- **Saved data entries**
--- --- ---

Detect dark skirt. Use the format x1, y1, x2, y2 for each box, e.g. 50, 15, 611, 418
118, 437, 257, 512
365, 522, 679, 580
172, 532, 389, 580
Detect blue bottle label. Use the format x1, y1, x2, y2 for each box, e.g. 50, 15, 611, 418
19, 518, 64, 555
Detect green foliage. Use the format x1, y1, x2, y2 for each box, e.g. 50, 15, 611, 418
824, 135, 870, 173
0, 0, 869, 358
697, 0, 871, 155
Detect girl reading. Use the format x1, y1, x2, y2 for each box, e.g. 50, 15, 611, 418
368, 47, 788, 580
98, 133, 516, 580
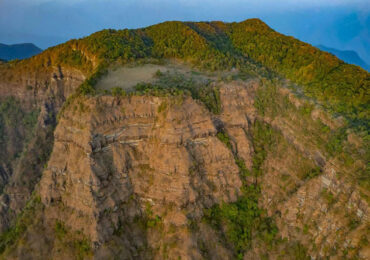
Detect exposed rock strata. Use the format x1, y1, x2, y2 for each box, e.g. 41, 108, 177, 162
1, 80, 369, 259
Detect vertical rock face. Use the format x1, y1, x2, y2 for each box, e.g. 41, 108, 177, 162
218, 81, 258, 169
0, 66, 85, 232
38, 93, 247, 258
0, 67, 85, 110
1, 79, 369, 260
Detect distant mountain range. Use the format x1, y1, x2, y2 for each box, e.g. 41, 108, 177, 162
317, 45, 369, 71
0, 43, 42, 61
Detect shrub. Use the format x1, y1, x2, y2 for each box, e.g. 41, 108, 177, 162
111, 87, 126, 97
235, 157, 251, 178
203, 185, 278, 259
53, 220, 92, 260
216, 130, 232, 149
154, 69, 163, 77
303, 167, 322, 180
321, 188, 336, 206
157, 101, 167, 113
325, 128, 347, 156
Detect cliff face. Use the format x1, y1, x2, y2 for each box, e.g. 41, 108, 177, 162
2, 79, 368, 259
37, 84, 251, 259
0, 66, 85, 109
0, 66, 85, 232
0, 18, 369, 260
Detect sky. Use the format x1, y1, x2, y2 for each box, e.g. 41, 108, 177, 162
0, 0, 369, 63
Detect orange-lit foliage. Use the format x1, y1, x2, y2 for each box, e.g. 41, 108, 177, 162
1, 19, 368, 128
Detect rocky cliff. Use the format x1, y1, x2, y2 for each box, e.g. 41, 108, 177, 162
1, 77, 368, 259
0, 18, 369, 260
0, 65, 85, 233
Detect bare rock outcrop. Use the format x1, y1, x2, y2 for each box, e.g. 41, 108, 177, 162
2, 80, 368, 259
0, 66, 85, 232
37, 94, 245, 259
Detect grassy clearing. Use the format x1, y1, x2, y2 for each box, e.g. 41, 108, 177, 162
95, 64, 171, 91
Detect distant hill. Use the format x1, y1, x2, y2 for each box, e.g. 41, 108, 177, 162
0, 43, 42, 61
317, 45, 369, 71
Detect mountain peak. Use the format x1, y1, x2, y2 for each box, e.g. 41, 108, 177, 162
238, 18, 273, 30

--- --- ---

- **EXERCISE BRIEF**
Return every entry above word for word, leaving pictures out.

- **ANSWER BOX**
Detect dark skirt. Use the format x1, y1, x2, y2 for each box, e.g. 50, 15, 611, 418
118, 437, 257, 512
365, 522, 679, 580
172, 532, 389, 580
Detect blue bottle label. Use the format x1, y1, x2, y2 for each box, e.g. 50, 15, 611, 418
19, 518, 64, 555
Detect green foliage. Use the format x1, y1, x2, y2 for each box, e.g. 50, 15, 611, 418
824, 135, 870, 173
0, 0, 869, 358
697, 0, 871, 155
Detect girl reading. Use the format x1, y1, x2, y2 for each box, e.g. 50, 15, 611, 418
368, 47, 788, 580
98, 133, 516, 580
Detect exposed rock strata. Use the format x1, y1, x2, y2 for each box, e.g. 41, 108, 177, 162
1, 80, 369, 259
Detect vertical rock face. Use the format x1, y1, x2, y2 for each box, e.g. 41, 108, 177, 162
218, 81, 258, 169
0, 66, 85, 232
38, 93, 247, 258
0, 67, 85, 110
1, 79, 369, 260
Detect distant mountain range. Use the format x1, y1, x2, y2 for each box, e.g. 41, 108, 177, 162
317, 45, 369, 71
0, 43, 42, 61
Detect shrub. Use the format x1, y1, x2, y2 for each box, e.g. 41, 108, 177, 162
111, 87, 126, 97
235, 157, 251, 178
203, 185, 278, 259
53, 220, 92, 260
216, 130, 232, 149
154, 69, 163, 77
303, 167, 322, 180
321, 188, 336, 206
157, 101, 167, 113
325, 128, 347, 156
Detect cliff face. Use the format x1, y1, x2, y2 for each box, e.g. 41, 108, 177, 162
2, 79, 368, 259
37, 84, 251, 259
0, 66, 85, 109
0, 66, 85, 232
0, 18, 369, 260
Detect sky. Use the format x1, y1, x2, y2 for each box, e.g. 41, 108, 177, 162
0, 0, 369, 63
Detect orange-lit foliage. Use the format x1, y1, x2, y2 for each box, e.g. 41, 108, 177, 162
1, 19, 368, 128
Detect rocky cliff. Use the format x1, y1, x2, y2 for each box, e.g. 41, 108, 177, 162
1, 77, 368, 259
0, 18, 369, 260
0, 65, 85, 233
Detect bare rock outcrop. Use the format x1, y1, x2, y2 for each box, e.g. 41, 108, 177, 162
2, 80, 368, 259
0, 66, 85, 232
37, 94, 245, 259
Detect grassy clearing. Use the format x1, y1, x2, y2 for each box, e.g. 41, 108, 177, 162
95, 64, 171, 91
Detect distant hill. Use the format x1, y1, x2, y2 for each box, e.g. 41, 108, 177, 162
0, 43, 42, 61
317, 45, 369, 71
Detect mountain peak. Use the format x1, y1, x2, y2 for each box, e.g. 41, 108, 177, 162
238, 18, 273, 30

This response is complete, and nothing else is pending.